Goal =>
Can you copy every line of the records below word for word, leaving out the pictures?

Data in this exercise =>
•••
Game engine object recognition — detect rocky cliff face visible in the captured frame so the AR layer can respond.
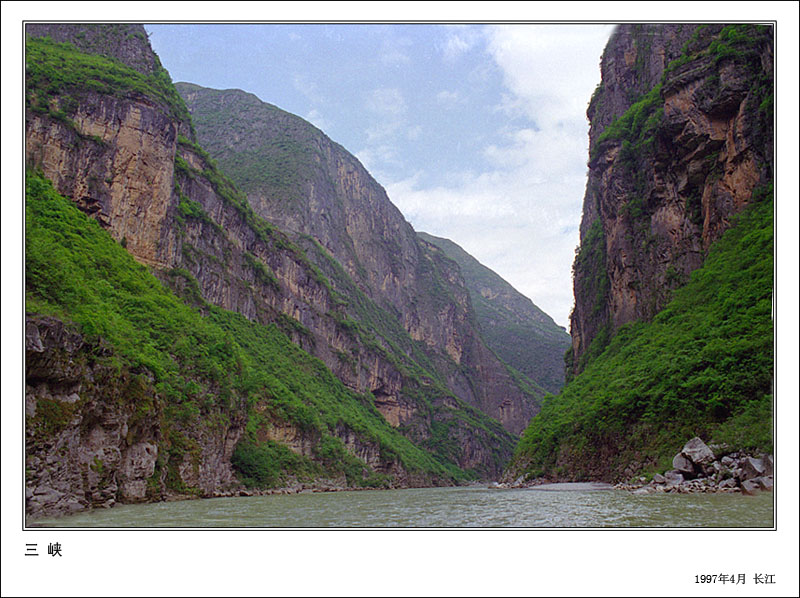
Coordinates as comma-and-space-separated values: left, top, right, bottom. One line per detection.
26, 26, 530, 515
417, 233, 570, 393
25, 317, 246, 518
177, 83, 541, 434
567, 25, 773, 373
•••
Response for this exercise =>
Game engine object recognition — detect rocky cliff face visible in the captured frame so the AR layer can respond.
Coordinates as comma-and-space-separated values: left, top, right, bottom. One line per detection.
26, 26, 530, 515
417, 233, 570, 393
25, 317, 246, 518
177, 83, 541, 434
567, 25, 773, 373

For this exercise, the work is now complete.